** start of Material provided **

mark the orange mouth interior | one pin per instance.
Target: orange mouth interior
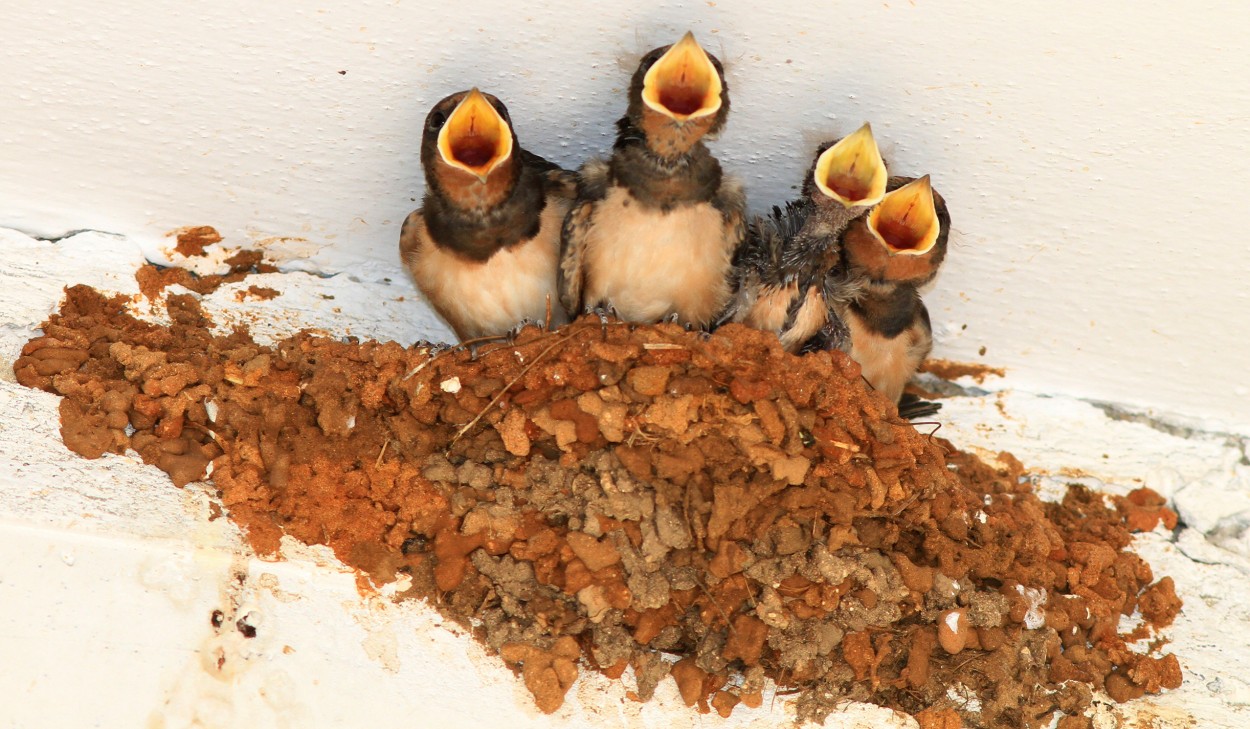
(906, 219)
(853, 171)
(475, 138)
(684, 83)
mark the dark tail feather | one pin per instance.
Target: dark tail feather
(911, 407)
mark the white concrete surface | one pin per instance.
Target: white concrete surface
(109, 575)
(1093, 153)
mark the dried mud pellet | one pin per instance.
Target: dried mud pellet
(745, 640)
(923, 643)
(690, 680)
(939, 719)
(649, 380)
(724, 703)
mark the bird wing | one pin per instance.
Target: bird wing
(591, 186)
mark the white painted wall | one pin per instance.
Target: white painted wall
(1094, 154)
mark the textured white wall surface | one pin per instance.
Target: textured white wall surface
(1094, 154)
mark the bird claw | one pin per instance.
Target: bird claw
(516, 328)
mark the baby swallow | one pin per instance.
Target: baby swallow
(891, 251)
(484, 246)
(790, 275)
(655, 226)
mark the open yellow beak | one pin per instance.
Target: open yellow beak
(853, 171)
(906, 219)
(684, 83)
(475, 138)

** end of Material provided **

Can you output all the rows above as a numbered list, dropping any blank lines and leaving the pictures out?

Written reply:
1. mark the orange mouth interior | one pin per instance.
2. Target: orange mouth interior
3. (906, 219)
4. (853, 171)
5. (475, 138)
6. (684, 83)
7. mark the dark tail feather | one pin per instance.
8. Target: dark tail feather
9. (911, 407)
10. mark the white concrete surface | one pin per instance.
11. Target: white concrete surface
12. (109, 575)
13. (1093, 153)
14. mark the dried mud pellet | one pin per instance.
15. Target: dried mud pellet
16. (745, 640)
17. (923, 643)
18. (690, 680)
19. (939, 719)
20. (649, 380)
21. (724, 703)
22. mark the bird wing | one pin per instance.
23. Target: bird wing
24. (591, 186)
25. mark the white painted wall | one pin per instance.
26. Target: white painted wall
27. (1094, 154)
28. mark the textured white wall surface | one pin per instance.
29. Target: textured white wall surface
30. (1094, 154)
31. mark the bird claw | one pin per instance.
32. Target: bird claw
33. (516, 328)
34. mark the baby swallow | one pin per instance.
35. Target: baby swallow
36. (891, 251)
37. (484, 246)
38. (790, 275)
39. (655, 226)
40. mark the open yellow beak | one pin per instance.
41. Target: open yellow beak
42. (853, 171)
43. (906, 219)
44. (684, 83)
45. (475, 138)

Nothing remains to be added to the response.